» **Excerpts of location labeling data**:
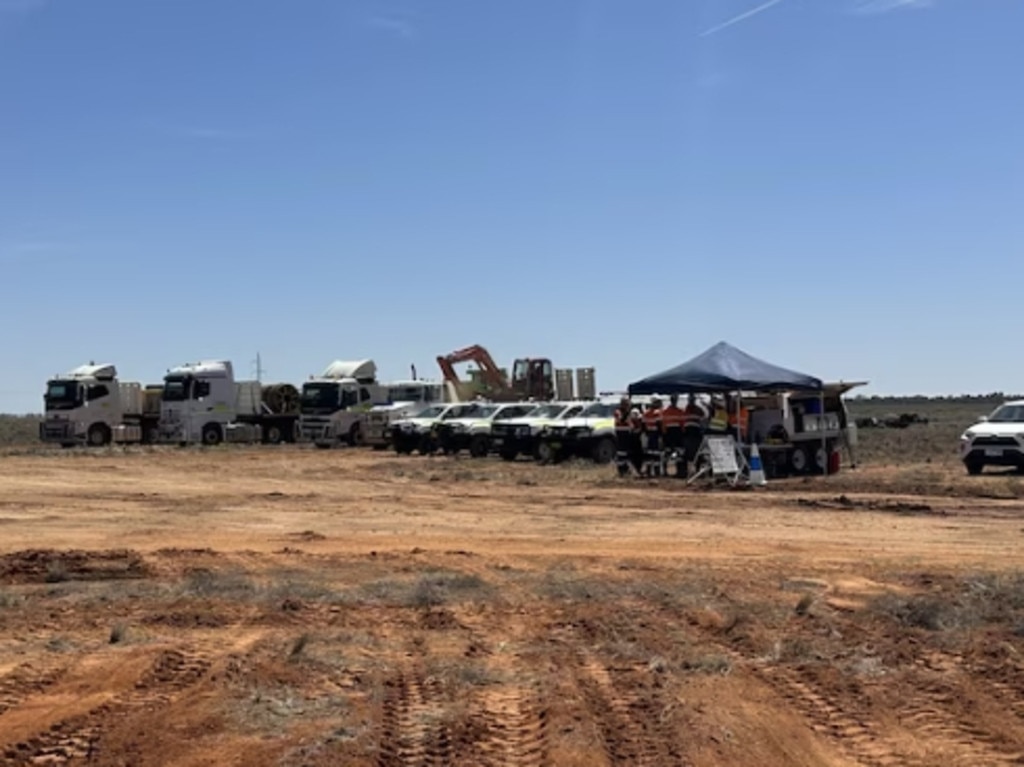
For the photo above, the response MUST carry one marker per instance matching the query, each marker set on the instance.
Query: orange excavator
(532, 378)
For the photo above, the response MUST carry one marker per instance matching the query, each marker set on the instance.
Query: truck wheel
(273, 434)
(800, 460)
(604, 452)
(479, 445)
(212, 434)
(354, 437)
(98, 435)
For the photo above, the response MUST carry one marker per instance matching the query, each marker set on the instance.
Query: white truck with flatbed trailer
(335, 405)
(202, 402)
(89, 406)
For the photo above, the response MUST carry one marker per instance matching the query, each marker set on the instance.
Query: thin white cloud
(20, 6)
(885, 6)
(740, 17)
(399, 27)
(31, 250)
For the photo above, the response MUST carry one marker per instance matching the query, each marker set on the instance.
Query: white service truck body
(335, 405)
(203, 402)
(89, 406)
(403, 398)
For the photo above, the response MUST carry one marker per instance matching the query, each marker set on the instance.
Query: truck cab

» **Required work**:
Reproduce every line of the material above word for word, leaving out the pictures.

» **Response to this task**:
For the photo above, the response MUST carry one marker per instance matching the query, each marker set on the instance.
Query: orange excavator
(532, 378)
For the photo above, the response MUST carry one marker per instance matching the query, each marker set on the instance.
Query: truck wheel
(273, 434)
(800, 460)
(604, 452)
(479, 445)
(212, 434)
(354, 437)
(98, 435)
For the photo above, the response MUST carry one marker per instance matching the query, each marker set on the instance.
Query: white truck with flatbed trailer
(335, 405)
(202, 402)
(89, 406)
For the photo above, the response MUST carry one marker per instance matching the query, each marker set on the instance.
Query: thin white cloud
(20, 6)
(885, 6)
(740, 17)
(399, 27)
(31, 250)
For the photo above, the response MUST carry one marker per instance matching the query, each marker set on the instance.
Query: white service truck body
(335, 405)
(203, 402)
(89, 406)
(403, 398)
For the photo above, the response MUST carry one marker per instance matching the query, each marker set on the instance.
Query: truck cab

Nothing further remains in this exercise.